• [Aim]: Using the notebook extract below, decide whether each statement agrees with it. Answer yes or no for each, and quote the exact words from the extract that decide it. (a) The posts table has 28 columns. (b) The posts data is read with a CSV reader. (c) One of the listed columns is named post_tags.

In [44]:
import pandas as pd
import os
from collections import Counter
import itertools
from tqdm import tqdm_notebook as tqdm
from operator import itemgetter

data_dirpath = '/usr2/mamille2/tumblr/data'

# Find mutual info between tags and identity categories

In [4]:
# Load data
posts = pd.read_pickle(os.path.join(data_dirpath, 'textposts_100posts.pkl'))
print(posts.shape)
posts.columns

(2026600, 28)


Index(['post_id', 'activity_time_epoch', 'tumblog_id', 'post_title',
       'post_short_url', 'post_type', 'post_caption', 'post_format',
       'post_note_count', 'created_time_epoch', 'updated_time_epoch',
       'is_submission', 'source_title', 'source_url', 'post_classifier',
       'blog_classifier', 'accepts_answers', 'reblogged_from_post_id',
       'reblogged_from_metadata', 'root_post_id', 'body', 'mentions',
       'post_tags', 'body_toks', 'body_str', 'body_toks_no_titles',
       'body_toks_str_no_titles', 'parsed_tags_minfreq3'],
      dtype='object')

In [6]:
descs = pd.read_pickle(os.path.join(data_dirpath, 'blog_descriptions_recent100_100posts.pkl'))
print(len(descs))

• [Entries provided]:
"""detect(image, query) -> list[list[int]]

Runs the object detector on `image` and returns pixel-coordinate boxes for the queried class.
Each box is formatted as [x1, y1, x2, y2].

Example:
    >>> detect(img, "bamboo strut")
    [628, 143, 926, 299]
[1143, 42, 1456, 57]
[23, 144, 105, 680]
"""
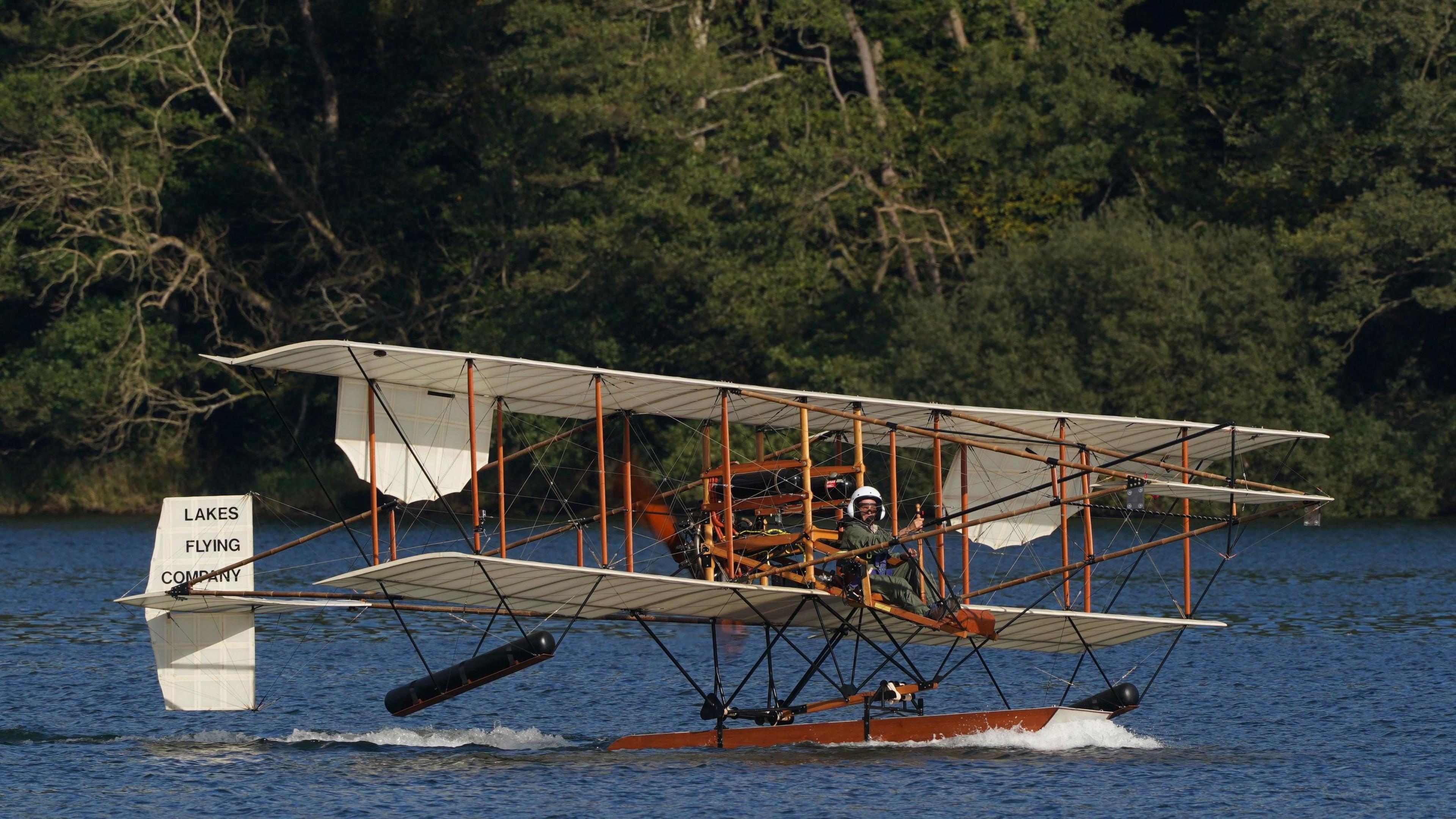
[495, 395, 505, 557]
[364, 382, 378, 566]
[738, 488, 1124, 580]
[188, 589, 739, 625]
[597, 376, 612, 567]
[482, 479, 703, 553]
[967, 501, 1315, 597]
[738, 389, 1142, 481]
[946, 411, 1302, 495]
[179, 509, 374, 593]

• [Worked answer]:
(a) Yes: "(2026600, 28)"
(b) No: "posts = pd.read_pickle(os.path.join(data_dirpath, 'textposts_100posts.pkl'))"
(c) Yes: "'post_tags'"